— begin Selected excerpt —
Another very important milestone is the introduction of uncertainty, the concept of uncertainty and probabilities. Obviously for any kind of prediction that is not exact and which you have to initialize somewhere and where the conditions aren't perfect, you need to quantify uncertainty. Peter Bauer showed a graph and explained that scientists need to initialize their models. This is not a point with exact knowledge of the current state of the global atmosphere but there's uncertainty illustrated by the circle in the graph. The scientists launch a whole bunch of forecasts with slightly different initial conditions. What they get is a certain area that is more narrow than climatology. The scientists want to have a more precise forecast than is always the average forecast for tomorrow. So, they have to narrow the space that they can cover in terms of predictions but they do this by 50 or 100 individual forecasts, called ensemble forecasts. Peter Bauer showed that the scientists get 50 different scenarios of likely weather evolutions in 4 to 10 days. This is what scientists do today.
The concept was born by Ed Lorenz (1917-2008). Most people know the butterfly graph. Ed Lorenz is the founder of chaos theory which we still use today at all scales. In terms of predicting only a single state of the atmosphere, scientists predict a probability distribution of states. That is very important for extremes prediction where you look at the probability distribution and at the tails of these distributions, Peter Bauer explained.
— end Selected excerpt —
**Objectives**
(1) Translate this sentence from the passage on forecast uncertainty into Spanish: "Ed Lorenz is the founder of chaos theory which we still use today at all scales."
(2) Carry on the passage about uncertainty in weather prediction from its final sentence.
— begin Entries provided —
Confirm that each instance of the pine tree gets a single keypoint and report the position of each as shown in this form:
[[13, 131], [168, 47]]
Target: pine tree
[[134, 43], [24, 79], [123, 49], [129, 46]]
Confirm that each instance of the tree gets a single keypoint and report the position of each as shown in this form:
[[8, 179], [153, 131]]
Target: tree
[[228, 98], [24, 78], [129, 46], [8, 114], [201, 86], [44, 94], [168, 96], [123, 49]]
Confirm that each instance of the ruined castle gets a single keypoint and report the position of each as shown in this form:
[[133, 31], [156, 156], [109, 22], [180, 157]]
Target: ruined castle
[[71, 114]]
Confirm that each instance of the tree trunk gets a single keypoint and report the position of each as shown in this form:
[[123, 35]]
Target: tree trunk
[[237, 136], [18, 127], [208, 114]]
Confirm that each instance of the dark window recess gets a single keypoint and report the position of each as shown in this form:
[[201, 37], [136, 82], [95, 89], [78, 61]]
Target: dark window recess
— end Entries provided —
**The answers**
(1) Ed Lorenz es el fundador de la teoría del caos, que todavía usamos hoy en todas las escalas.

(2)
As for today's skills, the good thing about weather prediction is that you can verify it and meteorologists do it every day. They use about 40 million observations per day in their analysis system that creates the initial conditions. This is about the number of observations they have available to verify every forecast every day. In terms of an application it is quite unique that they can do that. In the graph that Peter Bauer showed, the audience could see a time series of the evolution of skill. This is a certain skill measure - it doesn't matter which one but the higher the better. There are different colours for different kind of weather parameters like surface pressure, geopotential which is like an incarnation of large-scale dynamics, lower level temperature, 2-meter temperature, thermal wind, and cloud cover. Most of these are weather parameters we can all relate to and which are all important to the experts. Getting the right ones is important, according to Peter Bauer.
He showed they all go up so there's a steady improvement in predictive skills for which there are many reasons but they don't go up in the same way because they depend on different things in the model. They depend on how you change the resolution or on how you improve a physics scheme of one thing or another. Then, you get improvements in one of these parameters but it is not very straightforward to do that all the time everywhere to enforce it. That is one important thing but the main message is the experts can verify their predictions every day.
Next, Peter Bauer told about an area where Europe is world-leading. If you take one of these measures to get into a time series of skill one can see that the European models, the blue and the red one, are leading the pack compared to other models. Peter Bauer thought that this is quite stunning. This proves also that the concept of centralizing excellence in HPC in one place pays off.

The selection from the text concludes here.